What to work on:
Repeat, exactly and completely, the entries shown underneath.

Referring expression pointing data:
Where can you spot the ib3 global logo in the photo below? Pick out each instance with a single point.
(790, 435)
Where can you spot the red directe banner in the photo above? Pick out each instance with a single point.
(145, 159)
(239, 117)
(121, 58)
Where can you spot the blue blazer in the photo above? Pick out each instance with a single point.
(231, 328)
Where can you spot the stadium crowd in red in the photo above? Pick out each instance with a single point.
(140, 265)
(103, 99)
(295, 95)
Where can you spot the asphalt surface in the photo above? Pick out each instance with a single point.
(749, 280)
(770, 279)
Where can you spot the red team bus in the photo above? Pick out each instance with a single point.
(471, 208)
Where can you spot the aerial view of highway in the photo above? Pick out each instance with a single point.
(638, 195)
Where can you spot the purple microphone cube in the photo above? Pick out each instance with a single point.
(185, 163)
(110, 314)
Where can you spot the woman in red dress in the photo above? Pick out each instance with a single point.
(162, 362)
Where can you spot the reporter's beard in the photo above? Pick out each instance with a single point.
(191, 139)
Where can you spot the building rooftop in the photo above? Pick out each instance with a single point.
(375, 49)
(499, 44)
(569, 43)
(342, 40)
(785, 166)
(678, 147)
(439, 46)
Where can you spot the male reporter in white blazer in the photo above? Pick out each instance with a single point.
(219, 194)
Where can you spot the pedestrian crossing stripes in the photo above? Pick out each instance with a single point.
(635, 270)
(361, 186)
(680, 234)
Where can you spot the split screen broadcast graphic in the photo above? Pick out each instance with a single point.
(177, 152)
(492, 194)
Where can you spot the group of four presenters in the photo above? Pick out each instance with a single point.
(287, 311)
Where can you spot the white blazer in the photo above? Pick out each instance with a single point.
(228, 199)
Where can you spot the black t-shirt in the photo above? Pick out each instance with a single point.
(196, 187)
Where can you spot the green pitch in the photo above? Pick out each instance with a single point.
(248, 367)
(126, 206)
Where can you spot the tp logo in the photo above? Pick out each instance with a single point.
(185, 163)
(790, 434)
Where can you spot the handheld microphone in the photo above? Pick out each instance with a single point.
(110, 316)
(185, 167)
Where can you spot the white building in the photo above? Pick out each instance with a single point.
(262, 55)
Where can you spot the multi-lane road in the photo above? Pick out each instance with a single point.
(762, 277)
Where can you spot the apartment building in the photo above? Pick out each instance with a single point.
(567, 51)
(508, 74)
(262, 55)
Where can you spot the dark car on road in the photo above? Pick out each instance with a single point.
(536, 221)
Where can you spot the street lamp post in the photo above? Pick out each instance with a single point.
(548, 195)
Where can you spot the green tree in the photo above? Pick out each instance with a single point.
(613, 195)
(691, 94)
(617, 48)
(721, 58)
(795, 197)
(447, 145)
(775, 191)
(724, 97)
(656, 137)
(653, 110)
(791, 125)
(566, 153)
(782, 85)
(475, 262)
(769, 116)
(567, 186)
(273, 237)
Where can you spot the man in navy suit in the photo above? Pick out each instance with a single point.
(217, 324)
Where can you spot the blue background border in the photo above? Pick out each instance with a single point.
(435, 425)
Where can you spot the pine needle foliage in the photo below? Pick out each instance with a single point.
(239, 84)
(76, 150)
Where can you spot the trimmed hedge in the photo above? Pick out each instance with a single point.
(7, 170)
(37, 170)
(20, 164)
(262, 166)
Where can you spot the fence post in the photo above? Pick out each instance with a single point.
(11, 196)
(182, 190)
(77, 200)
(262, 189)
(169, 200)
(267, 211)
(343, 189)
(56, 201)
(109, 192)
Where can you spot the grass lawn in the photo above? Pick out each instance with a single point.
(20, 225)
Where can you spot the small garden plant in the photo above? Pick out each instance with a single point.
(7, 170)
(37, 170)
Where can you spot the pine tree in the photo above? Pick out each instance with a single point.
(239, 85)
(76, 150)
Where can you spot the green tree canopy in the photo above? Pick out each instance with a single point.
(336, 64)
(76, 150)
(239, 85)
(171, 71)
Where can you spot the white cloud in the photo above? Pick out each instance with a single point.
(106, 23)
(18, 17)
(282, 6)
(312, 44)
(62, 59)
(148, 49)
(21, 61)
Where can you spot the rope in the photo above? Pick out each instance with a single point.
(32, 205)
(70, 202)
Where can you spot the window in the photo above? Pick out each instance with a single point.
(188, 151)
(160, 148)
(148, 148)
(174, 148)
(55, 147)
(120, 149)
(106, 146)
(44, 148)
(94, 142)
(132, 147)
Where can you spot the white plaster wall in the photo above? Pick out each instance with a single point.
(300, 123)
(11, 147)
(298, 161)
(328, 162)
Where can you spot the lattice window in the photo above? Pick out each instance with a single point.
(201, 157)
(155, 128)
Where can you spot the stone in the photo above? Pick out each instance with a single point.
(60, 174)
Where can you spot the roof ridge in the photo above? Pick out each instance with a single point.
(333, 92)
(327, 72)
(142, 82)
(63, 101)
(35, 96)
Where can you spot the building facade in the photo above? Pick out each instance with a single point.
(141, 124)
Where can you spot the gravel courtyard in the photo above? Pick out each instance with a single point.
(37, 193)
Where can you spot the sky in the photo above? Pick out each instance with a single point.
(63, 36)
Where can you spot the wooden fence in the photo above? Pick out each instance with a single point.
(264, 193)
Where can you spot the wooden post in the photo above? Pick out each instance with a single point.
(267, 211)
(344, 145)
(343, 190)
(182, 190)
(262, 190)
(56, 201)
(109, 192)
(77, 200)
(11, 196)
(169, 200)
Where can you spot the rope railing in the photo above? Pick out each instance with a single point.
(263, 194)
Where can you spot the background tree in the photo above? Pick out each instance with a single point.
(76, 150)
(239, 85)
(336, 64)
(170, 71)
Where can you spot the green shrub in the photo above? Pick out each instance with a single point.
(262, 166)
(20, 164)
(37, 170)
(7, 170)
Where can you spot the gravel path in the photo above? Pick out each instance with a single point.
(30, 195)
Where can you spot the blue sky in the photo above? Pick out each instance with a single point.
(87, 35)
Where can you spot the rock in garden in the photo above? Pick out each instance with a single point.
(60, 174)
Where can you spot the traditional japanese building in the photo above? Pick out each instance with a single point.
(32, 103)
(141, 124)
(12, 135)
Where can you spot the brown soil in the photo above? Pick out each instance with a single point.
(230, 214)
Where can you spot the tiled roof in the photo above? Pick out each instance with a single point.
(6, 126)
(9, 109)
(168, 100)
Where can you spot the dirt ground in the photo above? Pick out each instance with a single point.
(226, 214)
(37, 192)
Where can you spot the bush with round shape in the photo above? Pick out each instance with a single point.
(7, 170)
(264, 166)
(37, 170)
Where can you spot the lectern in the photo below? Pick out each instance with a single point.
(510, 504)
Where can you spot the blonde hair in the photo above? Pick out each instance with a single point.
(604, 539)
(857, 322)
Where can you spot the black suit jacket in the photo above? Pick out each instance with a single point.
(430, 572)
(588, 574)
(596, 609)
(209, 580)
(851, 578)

Response for this exercise:
Where can you spot the ib3 global logo in the photo below? Pick out each instance with a single point.
(790, 435)
Where can you spot the red directe banner in the photo above? Pick out each instance with a single point.
(145, 159)
(239, 117)
(121, 58)
Where can you spot the blue blazer in the photo above? Pick out each instance with a single point.
(231, 328)
Where can you spot the stadium crowd in red in the photo above? Pick out each instance with a single point.
(140, 265)
(103, 99)
(295, 95)
Where can you spot the asphalt surface in the photo above? Pick out each instance with a single point.
(749, 280)
(770, 279)
Where can you spot the red team bus in the photo above? Pick out each instance with a single point.
(471, 208)
Where can you spot the aerial view of highway in the photo above? Pick out each instance with a single point.
(638, 195)
Where can you spot the purple microphone cube in the photo above? Pick out each instance with a single point.
(185, 163)
(110, 314)
Where can you spot the woman in red dress in the photo above? Pick out each instance with a single point.
(162, 362)
Where can you spot the reporter's beard in the photo above? Pick out each instance with a single point.
(191, 139)
Where can you spot the building rooftop in the photo above? Pick out each instance with a single point.
(375, 49)
(499, 44)
(569, 43)
(342, 40)
(785, 166)
(678, 147)
(439, 46)
Where can you spot the male reporter in white blazer in the photo above? Pick out each instance with a single point.
(219, 194)
Where can you spot the pedestrian crossing stripes in the photo above? Pick out each instance with a single point.
(635, 270)
(361, 186)
(680, 234)
Where can you spot the split screen broadcast graphic in the photo above? Pick out each instance with a single point.
(177, 152)
(492, 194)
Where can you spot the group of four presenters in the photo above? Pick out each instance with a single point.
(287, 311)
Where can you spot the white blazer in the photo above? Pick out each instance with a single point.
(228, 199)
Where can you spot the black t-shirt in the photo above? Pick out each instance with a single point.
(196, 187)
Where can you spot the green pitch in the photo above? Pick out each instance with a single point.
(248, 367)
(126, 206)
Where can you spot the tp logo in the photo above? Pick out each instance with a single point.
(185, 163)
(790, 434)
Where can you spot the handheld microphone in the photo above? Pick out each instance with a single point.
(110, 316)
(185, 167)
Where can you spot the white building in the photo above? Pick out each instance with a single point.
(262, 55)
Where can you spot the multi-lane road in the photo above? Pick out each instance with a single point.
(762, 277)
Where can you spot the apartment building in the photo above? Pick out each instance with a single point.
(567, 51)
(508, 74)
(262, 55)
Where can you spot the dark car on road in the photo above? Pick out each instance with a single point.
(536, 221)
Where can you spot the street lamp post in the photo above? Pick out each instance with a single point.
(548, 195)
Where can you spot the green tree in the photo above? Pick out each instance with a single point.
(613, 195)
(691, 94)
(617, 48)
(721, 58)
(795, 197)
(447, 145)
(775, 191)
(724, 97)
(656, 137)
(653, 110)
(791, 125)
(566, 153)
(782, 85)
(475, 262)
(769, 116)
(567, 186)
(273, 237)
Where can you spot the man in navy suit in the photo above? Pick out each instance with a single point.
(217, 324)
Where can you spot the blue background border in the photo above? Pick out each instance with a single point.
(435, 425)
Where can you spot the pine needle foliage in the photo below? Pick out each instance with a single point.
(239, 84)
(76, 150)
Where can you spot the trimmed hedge in the photo above? Pick out each instance with a single point.
(7, 170)
(37, 170)
(20, 164)
(262, 166)
Where can you spot the fence post in the photo above? Pick out each instance with a single point.
(11, 196)
(182, 190)
(77, 200)
(262, 189)
(169, 200)
(267, 211)
(343, 189)
(56, 201)
(109, 192)
Where can you spot the grass lawn in the photo above? Pick out each instance with a single point.
(20, 225)
Where can you spot the small garden plant in the photo above? Pick out each instance with a single point.
(7, 170)
(37, 170)
Where can you spot the pine tree in the photo above? Pick out each instance with a single point.
(239, 85)
(76, 150)
Where can you spot the green tree canopy in the photo above? Pick out each instance with a single point.
(336, 64)
(76, 150)
(239, 85)
(171, 71)
Where can you spot the white cloud in the photo above? Pick out each instance with a single point.
(106, 23)
(18, 17)
(282, 6)
(312, 44)
(62, 59)
(148, 49)
(21, 61)
Where can you spot the rope in the photo above? Pick out each instance with a single point.
(32, 205)
(70, 202)
Where can you spot the window in the photo above? Pick out each instance with a single point.
(188, 151)
(160, 148)
(148, 148)
(174, 148)
(55, 147)
(120, 149)
(106, 146)
(44, 148)
(94, 142)
(132, 147)
Where can you spot the white plaster wall in the photo above? Pick out each instance with a single point.
(300, 123)
(11, 147)
(298, 161)
(328, 162)
Where can you spot the lattice window in the photo above? Pick out each instance with a single point.
(201, 157)
(155, 128)
Where can you spot the stone in the photo above? Pick out each instance with a single point.
(60, 174)
Where can you spot the roof ridge in the photo above? Pick out each instance with a single point.
(333, 92)
(327, 72)
(142, 82)
(63, 101)
(35, 96)
Where can you spot the building facade in the photo above? Pick out each instance with a single point.
(141, 124)
Where can you spot the gravel courtyard in the photo above? Pick out each instance with a single point.
(37, 193)
Where can you spot the sky in the photo above? Pick out each instance with a single point.
(63, 36)
Where can you spot the wooden fence in the photo above? Pick out each instance with a single point.
(264, 193)
Where can you spot the wooden post in the photo above? Pick out each instance with a single point.
(267, 211)
(344, 145)
(343, 190)
(182, 190)
(262, 190)
(56, 201)
(109, 192)
(77, 200)
(11, 196)
(169, 200)
Where can you spot the rope railing in the photo above? Pick out each instance with a single point.
(263, 194)
Where can you spot the background tree in the photo above? Pick out each instance with a single point.
(76, 150)
(239, 85)
(336, 64)
(170, 71)
Where can you spot the green shrub in the photo above? Pick out each instance with a single point.
(262, 166)
(20, 164)
(37, 170)
(7, 170)
Where can you spot the gravel path in the photo above? Pick out each instance with a single point.
(30, 195)
Where can you spot the blue sky in the photo above? Pick out each instance with a single point.
(87, 35)
Where can you spot the rock in garden in the photo above? Pick out each instance with a single point.
(60, 174)
Where can you spot the traditional japanese building in the photo above? Pick out each instance with a single point.
(32, 103)
(141, 124)
(12, 135)
Where can you spot the brown soil in the photo above? Pick out each instance with a single point.
(230, 214)
Where can you spot the tiled roof in the photo above? Pick out each instance with a single point.
(6, 126)
(9, 109)
(168, 100)
Where can you spot the dirt ground in the photo above? Pick out each instance with a single point.
(226, 214)
(37, 192)
Where can you spot the bush with round shape in the photo above? Pick out each instance with a single point.
(7, 170)
(264, 166)
(37, 170)
Where can you spot the lectern in the photo below? Pick out each instance with a single point.
(510, 504)
Where can you spot the blonde hair in the photo above? Pick out each instance with a single point.
(604, 539)
(857, 322)
Where can you spot the black suit jacket in the photo above? Pick out each instance with a single point.
(430, 572)
(588, 574)
(596, 609)
(209, 580)
(851, 578)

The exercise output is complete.